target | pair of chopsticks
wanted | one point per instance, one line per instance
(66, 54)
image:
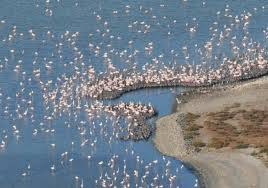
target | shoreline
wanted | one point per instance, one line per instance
(213, 167)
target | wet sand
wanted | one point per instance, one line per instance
(225, 167)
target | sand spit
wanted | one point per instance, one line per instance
(225, 167)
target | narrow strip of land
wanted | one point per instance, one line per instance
(222, 134)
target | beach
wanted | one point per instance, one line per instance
(240, 162)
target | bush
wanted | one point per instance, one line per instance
(216, 143)
(198, 143)
(242, 146)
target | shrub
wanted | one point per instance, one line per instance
(198, 143)
(216, 143)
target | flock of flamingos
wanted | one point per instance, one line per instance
(91, 91)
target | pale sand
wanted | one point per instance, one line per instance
(218, 169)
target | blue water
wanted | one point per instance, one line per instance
(168, 32)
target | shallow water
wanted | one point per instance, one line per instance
(25, 148)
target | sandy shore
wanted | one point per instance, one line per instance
(225, 167)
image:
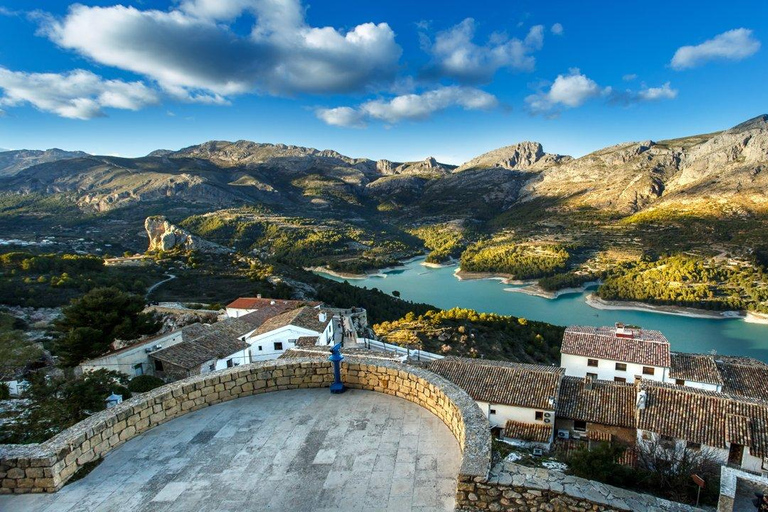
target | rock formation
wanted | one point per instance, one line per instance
(164, 236)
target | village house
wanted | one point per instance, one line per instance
(133, 360)
(282, 332)
(734, 430)
(596, 410)
(264, 308)
(518, 399)
(206, 348)
(620, 354)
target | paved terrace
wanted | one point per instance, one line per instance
(302, 449)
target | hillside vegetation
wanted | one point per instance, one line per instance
(465, 332)
(712, 283)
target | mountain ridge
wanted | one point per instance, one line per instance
(626, 178)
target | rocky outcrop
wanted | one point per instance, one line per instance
(164, 236)
(524, 156)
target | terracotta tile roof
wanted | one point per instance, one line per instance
(502, 383)
(305, 317)
(743, 376)
(528, 431)
(264, 309)
(324, 351)
(204, 342)
(259, 303)
(306, 341)
(738, 429)
(644, 347)
(705, 417)
(695, 367)
(607, 403)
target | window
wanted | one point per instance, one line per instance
(667, 442)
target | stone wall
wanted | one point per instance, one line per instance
(46, 467)
(514, 487)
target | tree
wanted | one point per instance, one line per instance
(58, 402)
(600, 463)
(91, 323)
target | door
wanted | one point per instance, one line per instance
(735, 453)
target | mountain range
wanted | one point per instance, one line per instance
(722, 172)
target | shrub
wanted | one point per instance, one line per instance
(144, 383)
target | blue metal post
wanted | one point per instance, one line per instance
(336, 358)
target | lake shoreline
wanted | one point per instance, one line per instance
(462, 275)
(596, 302)
(538, 291)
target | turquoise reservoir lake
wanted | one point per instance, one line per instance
(439, 287)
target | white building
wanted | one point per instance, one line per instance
(134, 359)
(280, 333)
(264, 308)
(518, 399)
(619, 354)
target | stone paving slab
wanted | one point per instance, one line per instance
(297, 450)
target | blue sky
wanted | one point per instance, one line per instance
(398, 80)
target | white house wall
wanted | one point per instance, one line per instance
(576, 366)
(509, 412)
(126, 360)
(267, 341)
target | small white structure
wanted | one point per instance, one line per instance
(113, 399)
(134, 359)
(620, 354)
(282, 332)
(265, 307)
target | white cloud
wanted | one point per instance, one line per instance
(571, 90)
(665, 92)
(455, 55)
(78, 94)
(192, 52)
(409, 106)
(342, 116)
(575, 89)
(734, 44)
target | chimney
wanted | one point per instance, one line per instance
(624, 332)
(642, 399)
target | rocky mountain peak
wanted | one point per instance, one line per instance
(521, 156)
(164, 236)
(756, 123)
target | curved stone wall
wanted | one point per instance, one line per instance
(46, 467)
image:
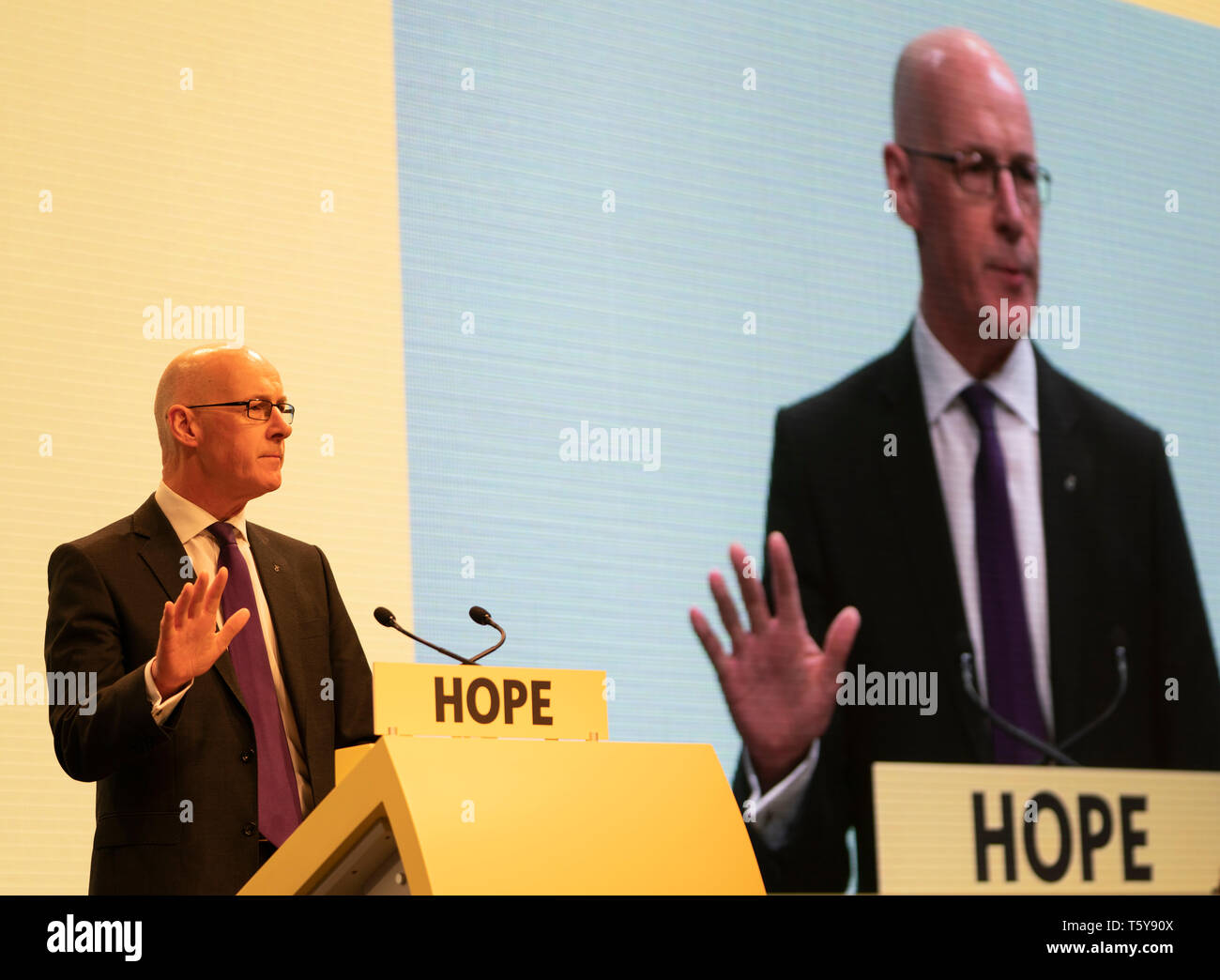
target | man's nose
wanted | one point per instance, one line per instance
(1009, 215)
(279, 423)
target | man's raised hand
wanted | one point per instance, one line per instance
(190, 641)
(780, 685)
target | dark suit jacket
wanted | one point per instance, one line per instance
(106, 594)
(870, 531)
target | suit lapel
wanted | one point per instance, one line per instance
(1068, 484)
(297, 661)
(914, 486)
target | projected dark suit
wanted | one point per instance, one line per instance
(870, 531)
(106, 594)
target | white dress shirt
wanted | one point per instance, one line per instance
(191, 524)
(954, 438)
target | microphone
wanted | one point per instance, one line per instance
(483, 618)
(1021, 735)
(1119, 637)
(387, 619)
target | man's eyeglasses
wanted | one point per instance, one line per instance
(979, 174)
(256, 407)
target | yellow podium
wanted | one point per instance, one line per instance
(501, 781)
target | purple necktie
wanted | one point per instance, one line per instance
(1009, 654)
(280, 809)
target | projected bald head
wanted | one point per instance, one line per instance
(219, 456)
(976, 227)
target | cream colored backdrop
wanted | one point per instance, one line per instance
(190, 151)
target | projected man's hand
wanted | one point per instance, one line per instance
(780, 685)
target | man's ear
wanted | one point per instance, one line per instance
(898, 175)
(183, 428)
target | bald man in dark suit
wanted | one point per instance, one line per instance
(211, 736)
(958, 495)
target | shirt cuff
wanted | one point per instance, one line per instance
(161, 708)
(773, 810)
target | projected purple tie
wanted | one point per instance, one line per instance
(1009, 654)
(280, 809)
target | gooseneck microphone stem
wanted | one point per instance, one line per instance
(483, 618)
(968, 681)
(1121, 663)
(387, 619)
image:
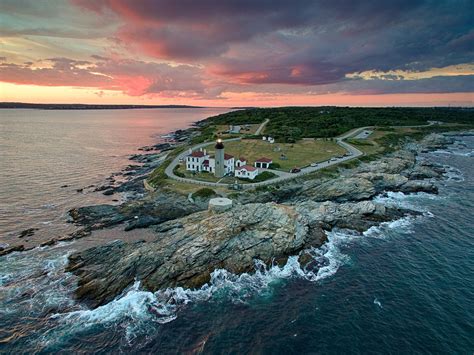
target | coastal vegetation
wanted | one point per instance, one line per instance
(289, 124)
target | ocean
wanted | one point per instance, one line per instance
(403, 287)
(47, 155)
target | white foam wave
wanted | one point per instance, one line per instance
(403, 224)
(136, 309)
(453, 174)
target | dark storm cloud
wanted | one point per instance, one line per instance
(306, 42)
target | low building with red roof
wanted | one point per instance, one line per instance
(246, 172)
(263, 163)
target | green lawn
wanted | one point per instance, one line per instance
(298, 154)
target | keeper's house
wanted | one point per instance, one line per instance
(263, 163)
(246, 172)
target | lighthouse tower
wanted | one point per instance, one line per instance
(219, 156)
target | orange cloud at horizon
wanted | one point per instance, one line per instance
(63, 94)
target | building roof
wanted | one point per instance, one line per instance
(197, 154)
(247, 167)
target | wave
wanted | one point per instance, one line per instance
(413, 201)
(137, 310)
(453, 174)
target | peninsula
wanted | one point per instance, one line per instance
(323, 172)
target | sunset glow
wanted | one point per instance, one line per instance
(237, 53)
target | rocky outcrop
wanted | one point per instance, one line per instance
(436, 141)
(188, 249)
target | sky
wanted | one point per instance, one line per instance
(238, 52)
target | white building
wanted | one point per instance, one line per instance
(201, 161)
(195, 160)
(240, 162)
(263, 163)
(246, 172)
(234, 129)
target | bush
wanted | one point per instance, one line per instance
(204, 193)
(266, 175)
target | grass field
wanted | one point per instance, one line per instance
(252, 128)
(298, 154)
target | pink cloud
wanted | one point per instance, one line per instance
(132, 77)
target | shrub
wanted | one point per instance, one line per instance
(177, 172)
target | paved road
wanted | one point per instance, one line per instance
(262, 126)
(352, 153)
(169, 170)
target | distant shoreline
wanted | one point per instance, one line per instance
(21, 105)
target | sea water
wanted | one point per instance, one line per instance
(403, 287)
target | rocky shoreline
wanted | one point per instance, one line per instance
(267, 225)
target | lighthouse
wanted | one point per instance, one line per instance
(219, 156)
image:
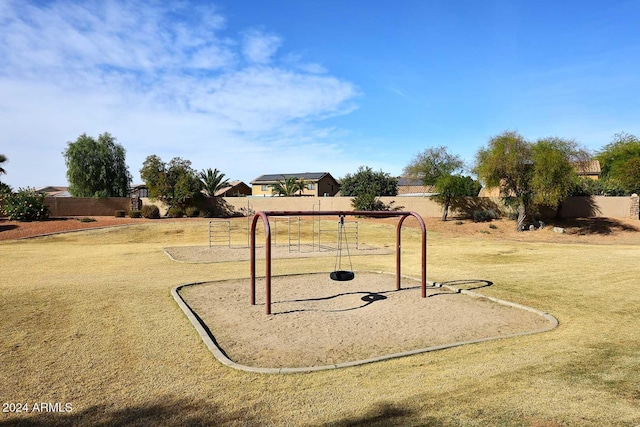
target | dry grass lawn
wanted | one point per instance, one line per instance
(87, 319)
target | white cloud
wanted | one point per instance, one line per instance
(259, 47)
(164, 79)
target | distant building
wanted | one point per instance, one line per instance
(317, 183)
(590, 169)
(234, 189)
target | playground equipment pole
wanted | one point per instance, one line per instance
(264, 215)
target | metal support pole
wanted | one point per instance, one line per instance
(379, 214)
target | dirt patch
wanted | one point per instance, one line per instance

- SET EXERCISE: Beginning with the line that contains "target | rocky shoreline" and ending with the last line of the data above, output those lines exactly and nothing more, without any pictures.

- FULL OUTPUT:
target | rocky shoreline
wanted | one point per instance, one line per instance
(267, 225)
target | lighthouse
wanted | one point per instance, one line per instance
(219, 156)
image:
target | dry grass lawn
wanted | one point per instance, one line per instance
(87, 319)
target | white cloud
wanted | one point per instance, one line per instance
(259, 47)
(164, 79)
target | distant building
wanted | one point per instance, one line per instance
(317, 183)
(590, 169)
(234, 189)
target | playground equipment pole
wanted | one point per instance, one line per instance
(264, 215)
target | metal support pole
wanted | one point per instance, one line per instance
(379, 214)
target | dirt patch
wanted | one point per instance, one line per instance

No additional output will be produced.